◆ Short task 1 ◆
In the thread about dropping charger voltage with diodes, condense the paragraph beginning "Explanation: All Rectifier Diodes" into a short list of its main facts.
◆ Short task 2 ◆
Pick up the thread about dropping charger voltage with diodes and carry it on from its last sentence.

Putting a couple of rectifiers in series with the power supply will drop the voltage to a use able voltage.
..
Explanation: All Rectifier Diodes have a forward voltage drov (vfwd). This is the voltage loss of the device. Since rectifiers have voltage losses of 2.2V to 2.8V putting a 2.2V loss diode will drop the 16V to 13.8V. If you have shottky diodes you will only have about 1.2V to 1.8V voltage drop and will need two in series.
..
If you don't know the foreward voltage drop of your diodes - take it to an electronics parts supply store and ask them.
..
Oh yea - make sure the PIV (peak Inverse Voltage - the operating voltage) of the diode is at least 10-25 Amps. Or at least 2 times the charging current you are looking to supply. I would recommend it be 2.4 times the maximum that would be needed (at least this is my power supply rule of thumb - but then I strive for zero circuit failure designs).
...
Dtatman19


----------



## Stunt Driver (May 14, 2009)

thanks for input. Using diode for enabling float charge is definilyte a good idea, but lowering cut-off voltage may be harmful because full charge can't be obtained at 13.8v from what I know. At least once in 10-15 times charge up to 16v is needed for desulfation reasons.
Also, batteries under target are used starting LA obtained at $15 each, so i'd rather get full charge out of them every time at expense of shorter life.
Also, I believe VFWD can be as low as 0.7v on Germanium based diodes. But i'd rather go with 4A power supplies (from smaller laptops) to provide less current and so deeper charge. Still, 4A in overnight 10h charge will give full capacity to any starting battery (with 50% dod)


----------



## dataman19 (Oct 7, 2009)

Stuntdriver- 16V is not for desulfating your batteries... It is so you buy new batteries..
..
13.8VDC is the float voltage to charge a 12VDC Battery (even an deep cycle battery).
..

◆ Supplied information ◆
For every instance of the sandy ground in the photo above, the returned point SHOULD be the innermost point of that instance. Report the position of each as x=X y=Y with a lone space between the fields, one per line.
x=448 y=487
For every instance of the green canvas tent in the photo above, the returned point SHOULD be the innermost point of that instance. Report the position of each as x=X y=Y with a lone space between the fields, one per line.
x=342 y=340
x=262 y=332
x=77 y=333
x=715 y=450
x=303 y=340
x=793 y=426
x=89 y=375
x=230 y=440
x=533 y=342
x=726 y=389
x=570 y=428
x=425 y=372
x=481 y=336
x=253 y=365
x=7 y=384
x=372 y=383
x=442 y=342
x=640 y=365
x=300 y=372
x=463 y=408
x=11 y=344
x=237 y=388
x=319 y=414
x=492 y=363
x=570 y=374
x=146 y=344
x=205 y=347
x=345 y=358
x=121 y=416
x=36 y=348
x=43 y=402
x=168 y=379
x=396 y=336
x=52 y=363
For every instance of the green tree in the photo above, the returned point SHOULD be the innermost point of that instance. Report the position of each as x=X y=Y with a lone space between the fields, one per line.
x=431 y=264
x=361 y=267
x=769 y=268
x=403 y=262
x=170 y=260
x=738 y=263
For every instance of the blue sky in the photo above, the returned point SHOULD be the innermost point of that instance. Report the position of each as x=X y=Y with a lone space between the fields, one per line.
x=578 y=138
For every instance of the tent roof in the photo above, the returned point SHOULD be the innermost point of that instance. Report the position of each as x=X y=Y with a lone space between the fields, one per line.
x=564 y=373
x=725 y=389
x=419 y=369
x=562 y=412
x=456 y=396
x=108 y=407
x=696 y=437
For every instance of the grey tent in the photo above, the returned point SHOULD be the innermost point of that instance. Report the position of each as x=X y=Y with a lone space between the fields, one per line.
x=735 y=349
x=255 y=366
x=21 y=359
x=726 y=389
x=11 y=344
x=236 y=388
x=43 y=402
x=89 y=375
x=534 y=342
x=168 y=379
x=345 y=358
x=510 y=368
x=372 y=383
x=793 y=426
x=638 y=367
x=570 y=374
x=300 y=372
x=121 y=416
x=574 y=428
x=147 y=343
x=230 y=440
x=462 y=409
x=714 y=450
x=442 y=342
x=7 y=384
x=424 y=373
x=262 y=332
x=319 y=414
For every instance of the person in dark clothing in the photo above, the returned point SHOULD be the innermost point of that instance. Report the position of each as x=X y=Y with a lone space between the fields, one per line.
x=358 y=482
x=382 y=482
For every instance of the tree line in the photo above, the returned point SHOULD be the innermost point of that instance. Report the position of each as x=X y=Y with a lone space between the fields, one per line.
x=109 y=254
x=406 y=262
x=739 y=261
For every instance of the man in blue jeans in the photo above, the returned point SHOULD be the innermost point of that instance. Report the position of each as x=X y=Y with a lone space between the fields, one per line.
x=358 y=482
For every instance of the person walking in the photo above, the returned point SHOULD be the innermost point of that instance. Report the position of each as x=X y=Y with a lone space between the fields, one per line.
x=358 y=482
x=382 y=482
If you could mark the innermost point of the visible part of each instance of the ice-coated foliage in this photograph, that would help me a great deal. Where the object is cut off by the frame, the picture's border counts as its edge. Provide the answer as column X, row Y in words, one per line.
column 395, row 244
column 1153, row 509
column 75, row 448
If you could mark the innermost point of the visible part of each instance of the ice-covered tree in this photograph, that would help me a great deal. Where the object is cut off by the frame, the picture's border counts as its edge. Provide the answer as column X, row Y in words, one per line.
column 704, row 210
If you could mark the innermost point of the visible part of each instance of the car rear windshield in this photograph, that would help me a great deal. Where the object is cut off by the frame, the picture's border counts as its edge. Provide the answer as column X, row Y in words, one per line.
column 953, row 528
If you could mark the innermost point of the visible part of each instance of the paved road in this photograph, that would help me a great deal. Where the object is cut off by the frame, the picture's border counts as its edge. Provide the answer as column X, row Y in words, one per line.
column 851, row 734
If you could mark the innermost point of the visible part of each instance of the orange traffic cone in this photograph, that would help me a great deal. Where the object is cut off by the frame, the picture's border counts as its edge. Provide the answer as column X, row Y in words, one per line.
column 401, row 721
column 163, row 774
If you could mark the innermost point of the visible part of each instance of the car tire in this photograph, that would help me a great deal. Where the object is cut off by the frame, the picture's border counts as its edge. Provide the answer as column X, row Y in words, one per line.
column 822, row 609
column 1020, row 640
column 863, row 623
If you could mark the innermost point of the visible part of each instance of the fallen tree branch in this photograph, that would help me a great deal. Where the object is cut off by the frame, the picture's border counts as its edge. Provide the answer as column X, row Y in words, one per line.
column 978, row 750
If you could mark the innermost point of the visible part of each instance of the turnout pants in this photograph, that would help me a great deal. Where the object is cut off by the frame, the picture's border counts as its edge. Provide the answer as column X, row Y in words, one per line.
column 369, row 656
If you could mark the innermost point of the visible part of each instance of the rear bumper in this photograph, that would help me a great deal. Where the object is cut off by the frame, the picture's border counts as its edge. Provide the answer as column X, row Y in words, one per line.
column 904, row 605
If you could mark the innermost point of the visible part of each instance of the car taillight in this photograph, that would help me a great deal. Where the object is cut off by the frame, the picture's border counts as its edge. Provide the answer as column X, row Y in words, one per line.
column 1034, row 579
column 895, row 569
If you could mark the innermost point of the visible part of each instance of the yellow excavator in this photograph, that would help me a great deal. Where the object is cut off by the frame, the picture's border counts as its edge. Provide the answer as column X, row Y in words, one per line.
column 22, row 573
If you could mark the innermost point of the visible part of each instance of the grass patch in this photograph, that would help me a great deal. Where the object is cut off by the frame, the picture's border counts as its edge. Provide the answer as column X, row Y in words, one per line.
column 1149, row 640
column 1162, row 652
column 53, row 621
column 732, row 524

◆ Written answer 1 ◆
- Every rectifier diode has a forward voltage drop (vfwd), which is the voltage lost across the device.
- Rectifiers lose 2.2V to 2.8V, so one diode with a 2.2V loss drops 16V to 13.8V.
- Schottky diodes drop only about 1.2V to 1.8V, so two are needed in series.

◆ Written answer 2 ◆
You can use 14VDC if you absolutely have to have than 16ozs of water in your glass to justify taking a sip....
...
In the solar power world you only use 14.6VDC to gass off/desulfate your batteries. This voltage causes the electrolyte to boil - which breaks up the hydrogen sulfate crystals caked onto the plates. Gassing off your batteries shorten their life span - but allowing them to cake with hydrogen sulfate crystals will also shorten the battery life span. So what do ya do...
..
If you routinely discharge your batteries in excess of 40% Depth of Discharge (DOD) you should not have to desulfate your batteries. BUT - If you leave your EV in storage for two to three years and don't use a desulfating battery tender - YOU WILL GET SULFATED BATTERY PLATE.
...
Thinking that over heating your battery by applyiong 16VDC for prolonged periods is desulfating is like thinking you are extending the life of your tires by deflating them (letting all the air out) every night, then reinflating them in the morning before you drive the car.
..
The diode as a voltage reduction device is a necessity if you are using a 16VDC power supply to charge your batteries. If you have 14.2V or less (preferably less than 14V in my worrld) you don't need to be concerned, and therefore don't need to use the diode.
..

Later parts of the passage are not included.